┌─ TASK DATA

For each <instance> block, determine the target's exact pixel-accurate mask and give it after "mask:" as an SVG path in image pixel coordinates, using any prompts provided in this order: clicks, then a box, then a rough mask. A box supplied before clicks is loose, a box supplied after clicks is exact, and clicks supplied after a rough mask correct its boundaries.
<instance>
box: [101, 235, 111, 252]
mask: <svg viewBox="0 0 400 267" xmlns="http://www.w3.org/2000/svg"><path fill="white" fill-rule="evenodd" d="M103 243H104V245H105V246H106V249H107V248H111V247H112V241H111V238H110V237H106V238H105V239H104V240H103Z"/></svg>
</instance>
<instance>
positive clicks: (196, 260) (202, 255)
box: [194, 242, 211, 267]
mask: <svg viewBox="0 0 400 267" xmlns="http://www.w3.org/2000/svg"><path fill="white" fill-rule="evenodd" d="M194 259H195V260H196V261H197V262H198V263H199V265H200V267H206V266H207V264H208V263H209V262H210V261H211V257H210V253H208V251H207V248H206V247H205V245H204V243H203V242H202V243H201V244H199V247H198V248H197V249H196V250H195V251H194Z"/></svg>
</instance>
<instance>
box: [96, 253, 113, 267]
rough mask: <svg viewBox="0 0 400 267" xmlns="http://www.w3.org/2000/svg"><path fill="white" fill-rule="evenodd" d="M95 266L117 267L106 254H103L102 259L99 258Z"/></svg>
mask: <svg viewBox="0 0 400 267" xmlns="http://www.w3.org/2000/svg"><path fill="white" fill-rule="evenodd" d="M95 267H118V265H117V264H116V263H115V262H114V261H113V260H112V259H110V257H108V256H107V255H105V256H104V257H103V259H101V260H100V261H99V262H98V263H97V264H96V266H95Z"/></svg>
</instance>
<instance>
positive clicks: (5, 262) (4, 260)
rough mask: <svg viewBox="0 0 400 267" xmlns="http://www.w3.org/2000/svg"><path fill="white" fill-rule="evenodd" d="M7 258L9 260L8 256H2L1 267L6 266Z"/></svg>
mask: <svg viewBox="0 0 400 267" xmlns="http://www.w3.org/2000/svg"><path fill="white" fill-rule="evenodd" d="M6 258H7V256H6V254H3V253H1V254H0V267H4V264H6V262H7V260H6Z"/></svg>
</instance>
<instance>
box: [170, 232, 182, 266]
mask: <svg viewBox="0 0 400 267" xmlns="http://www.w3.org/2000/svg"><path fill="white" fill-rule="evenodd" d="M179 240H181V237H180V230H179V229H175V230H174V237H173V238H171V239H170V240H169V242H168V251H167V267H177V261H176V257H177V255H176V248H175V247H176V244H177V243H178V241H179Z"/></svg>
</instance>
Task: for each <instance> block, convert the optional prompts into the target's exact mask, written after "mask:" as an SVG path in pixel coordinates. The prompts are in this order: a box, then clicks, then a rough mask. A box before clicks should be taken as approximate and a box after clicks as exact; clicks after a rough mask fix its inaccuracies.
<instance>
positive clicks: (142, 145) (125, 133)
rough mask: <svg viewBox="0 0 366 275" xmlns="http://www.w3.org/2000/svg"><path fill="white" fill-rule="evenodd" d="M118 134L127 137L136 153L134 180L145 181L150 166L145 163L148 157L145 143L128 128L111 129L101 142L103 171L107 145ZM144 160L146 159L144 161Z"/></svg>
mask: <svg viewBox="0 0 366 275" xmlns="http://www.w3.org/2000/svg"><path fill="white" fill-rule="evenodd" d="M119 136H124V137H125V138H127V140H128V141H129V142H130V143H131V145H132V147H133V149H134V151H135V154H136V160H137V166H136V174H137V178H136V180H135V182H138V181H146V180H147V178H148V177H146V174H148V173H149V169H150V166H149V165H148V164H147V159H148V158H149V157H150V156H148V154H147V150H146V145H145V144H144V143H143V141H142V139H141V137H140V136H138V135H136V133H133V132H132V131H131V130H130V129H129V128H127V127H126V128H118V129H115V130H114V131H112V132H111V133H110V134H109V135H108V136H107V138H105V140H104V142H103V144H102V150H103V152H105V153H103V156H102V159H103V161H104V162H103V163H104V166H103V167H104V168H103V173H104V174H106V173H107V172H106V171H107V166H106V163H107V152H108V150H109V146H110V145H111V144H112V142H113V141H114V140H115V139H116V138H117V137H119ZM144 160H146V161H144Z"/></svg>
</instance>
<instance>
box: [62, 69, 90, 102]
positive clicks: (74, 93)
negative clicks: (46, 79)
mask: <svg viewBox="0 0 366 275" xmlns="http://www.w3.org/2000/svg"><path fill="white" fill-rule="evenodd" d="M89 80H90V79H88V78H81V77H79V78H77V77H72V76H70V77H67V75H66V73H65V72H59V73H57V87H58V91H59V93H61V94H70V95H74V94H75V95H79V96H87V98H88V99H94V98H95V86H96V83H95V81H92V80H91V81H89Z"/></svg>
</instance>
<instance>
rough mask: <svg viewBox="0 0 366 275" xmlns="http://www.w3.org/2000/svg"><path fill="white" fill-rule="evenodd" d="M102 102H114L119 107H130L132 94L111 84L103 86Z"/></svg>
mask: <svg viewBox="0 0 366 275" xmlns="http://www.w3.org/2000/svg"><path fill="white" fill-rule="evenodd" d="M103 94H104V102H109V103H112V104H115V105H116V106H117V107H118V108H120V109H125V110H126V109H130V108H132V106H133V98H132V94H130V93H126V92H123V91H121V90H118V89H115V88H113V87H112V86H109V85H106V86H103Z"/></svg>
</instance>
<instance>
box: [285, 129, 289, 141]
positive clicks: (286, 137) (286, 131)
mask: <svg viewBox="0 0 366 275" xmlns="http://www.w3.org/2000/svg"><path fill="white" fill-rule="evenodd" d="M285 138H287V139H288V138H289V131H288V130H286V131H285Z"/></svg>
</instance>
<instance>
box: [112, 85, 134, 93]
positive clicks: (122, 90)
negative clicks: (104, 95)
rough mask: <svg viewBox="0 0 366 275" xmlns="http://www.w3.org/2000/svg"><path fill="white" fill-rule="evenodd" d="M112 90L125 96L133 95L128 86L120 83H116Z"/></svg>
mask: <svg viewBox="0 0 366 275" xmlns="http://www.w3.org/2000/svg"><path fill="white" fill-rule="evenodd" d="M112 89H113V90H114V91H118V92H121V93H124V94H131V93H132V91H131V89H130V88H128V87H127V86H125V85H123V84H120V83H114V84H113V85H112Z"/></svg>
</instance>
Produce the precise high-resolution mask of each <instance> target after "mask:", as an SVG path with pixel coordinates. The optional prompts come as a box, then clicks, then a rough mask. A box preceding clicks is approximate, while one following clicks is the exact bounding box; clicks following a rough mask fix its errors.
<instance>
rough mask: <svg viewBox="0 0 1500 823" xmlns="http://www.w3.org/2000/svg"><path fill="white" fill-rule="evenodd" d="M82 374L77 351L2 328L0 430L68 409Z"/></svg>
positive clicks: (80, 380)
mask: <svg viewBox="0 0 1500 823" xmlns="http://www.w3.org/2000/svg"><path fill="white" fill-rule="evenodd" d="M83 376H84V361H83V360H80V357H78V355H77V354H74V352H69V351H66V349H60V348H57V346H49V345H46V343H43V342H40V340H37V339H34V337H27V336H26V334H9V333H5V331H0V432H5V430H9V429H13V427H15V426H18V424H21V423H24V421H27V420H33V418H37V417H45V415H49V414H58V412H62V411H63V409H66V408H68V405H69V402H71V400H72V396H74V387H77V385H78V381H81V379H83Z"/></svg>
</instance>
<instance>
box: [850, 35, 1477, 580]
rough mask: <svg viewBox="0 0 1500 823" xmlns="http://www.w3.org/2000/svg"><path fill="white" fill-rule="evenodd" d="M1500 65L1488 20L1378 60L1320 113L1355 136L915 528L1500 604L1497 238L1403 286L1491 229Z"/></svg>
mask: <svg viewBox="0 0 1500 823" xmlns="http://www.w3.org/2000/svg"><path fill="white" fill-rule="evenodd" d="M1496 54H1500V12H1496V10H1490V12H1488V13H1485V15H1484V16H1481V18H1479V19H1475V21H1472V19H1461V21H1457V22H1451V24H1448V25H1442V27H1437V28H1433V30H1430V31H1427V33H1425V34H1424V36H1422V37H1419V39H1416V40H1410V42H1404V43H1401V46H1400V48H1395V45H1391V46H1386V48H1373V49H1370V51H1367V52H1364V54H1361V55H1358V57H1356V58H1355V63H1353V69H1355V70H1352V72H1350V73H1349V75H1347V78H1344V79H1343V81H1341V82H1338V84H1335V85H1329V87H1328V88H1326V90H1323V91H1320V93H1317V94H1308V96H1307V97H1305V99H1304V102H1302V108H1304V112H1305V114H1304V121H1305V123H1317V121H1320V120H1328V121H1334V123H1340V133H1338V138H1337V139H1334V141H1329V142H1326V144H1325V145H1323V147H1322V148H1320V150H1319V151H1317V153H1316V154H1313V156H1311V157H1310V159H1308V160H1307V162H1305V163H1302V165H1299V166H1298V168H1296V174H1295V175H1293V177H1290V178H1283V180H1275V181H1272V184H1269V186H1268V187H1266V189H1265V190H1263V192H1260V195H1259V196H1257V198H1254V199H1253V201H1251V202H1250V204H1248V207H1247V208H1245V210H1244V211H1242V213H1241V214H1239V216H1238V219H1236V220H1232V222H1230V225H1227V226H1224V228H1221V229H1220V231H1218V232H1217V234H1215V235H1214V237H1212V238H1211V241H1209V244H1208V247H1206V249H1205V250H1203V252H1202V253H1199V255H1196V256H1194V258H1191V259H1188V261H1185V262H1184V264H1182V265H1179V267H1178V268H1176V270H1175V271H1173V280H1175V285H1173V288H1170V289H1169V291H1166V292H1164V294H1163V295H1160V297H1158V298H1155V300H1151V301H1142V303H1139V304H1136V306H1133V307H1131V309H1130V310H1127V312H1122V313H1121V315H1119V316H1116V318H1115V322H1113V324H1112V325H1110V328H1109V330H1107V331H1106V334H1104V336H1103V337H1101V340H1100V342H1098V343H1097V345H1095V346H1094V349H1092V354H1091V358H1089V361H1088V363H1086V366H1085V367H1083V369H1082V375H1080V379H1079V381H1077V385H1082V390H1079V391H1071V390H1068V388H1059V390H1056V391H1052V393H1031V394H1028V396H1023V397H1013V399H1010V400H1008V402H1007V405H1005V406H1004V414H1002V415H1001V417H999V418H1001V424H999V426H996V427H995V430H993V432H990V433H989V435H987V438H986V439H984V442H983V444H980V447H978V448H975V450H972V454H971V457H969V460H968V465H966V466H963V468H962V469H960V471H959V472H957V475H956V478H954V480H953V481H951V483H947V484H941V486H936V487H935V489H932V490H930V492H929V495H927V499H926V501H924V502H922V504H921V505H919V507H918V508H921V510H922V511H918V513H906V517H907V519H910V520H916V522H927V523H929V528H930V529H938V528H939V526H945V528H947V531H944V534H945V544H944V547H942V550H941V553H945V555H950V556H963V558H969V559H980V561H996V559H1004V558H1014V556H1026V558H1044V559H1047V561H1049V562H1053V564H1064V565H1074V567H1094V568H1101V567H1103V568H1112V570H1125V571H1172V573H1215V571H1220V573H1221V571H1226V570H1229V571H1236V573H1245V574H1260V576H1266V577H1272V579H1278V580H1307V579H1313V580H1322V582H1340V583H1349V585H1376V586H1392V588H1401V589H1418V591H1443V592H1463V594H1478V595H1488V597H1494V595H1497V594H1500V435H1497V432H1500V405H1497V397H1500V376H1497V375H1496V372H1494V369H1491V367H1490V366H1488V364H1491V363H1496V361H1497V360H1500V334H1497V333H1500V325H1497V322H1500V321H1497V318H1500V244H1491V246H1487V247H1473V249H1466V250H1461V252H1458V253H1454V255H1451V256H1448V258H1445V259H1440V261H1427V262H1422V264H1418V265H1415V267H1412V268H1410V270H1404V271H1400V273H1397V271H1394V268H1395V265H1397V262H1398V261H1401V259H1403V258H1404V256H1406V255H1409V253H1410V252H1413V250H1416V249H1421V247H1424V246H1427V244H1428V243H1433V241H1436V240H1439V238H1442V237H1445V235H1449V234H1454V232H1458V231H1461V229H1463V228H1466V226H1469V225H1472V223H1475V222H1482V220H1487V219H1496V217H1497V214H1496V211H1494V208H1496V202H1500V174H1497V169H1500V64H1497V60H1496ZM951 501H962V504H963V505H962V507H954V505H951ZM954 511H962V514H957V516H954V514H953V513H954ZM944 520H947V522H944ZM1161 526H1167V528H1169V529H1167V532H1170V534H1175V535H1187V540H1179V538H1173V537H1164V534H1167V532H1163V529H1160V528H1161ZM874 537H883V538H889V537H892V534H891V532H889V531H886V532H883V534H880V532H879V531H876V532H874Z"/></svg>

└─

▶ [JOB]
Copy out, word for word, every line from the start of the records through the line containing "box: [101, 235, 111, 252]", including that line.

▶ [WRITTEN ANSWER]
For each <instance> block, determine the target's exact pixel-accurate mask and give it after "mask:" as an SVG path in image pixel coordinates, using any prompts provided in this order: clicks, then a box, then a rough mask. A box supplied before clicks is loose, a box supplied after clicks is exact, and clicks supplied after a rough mask correct its boundaries.
<instance>
box: [101, 235, 111, 252]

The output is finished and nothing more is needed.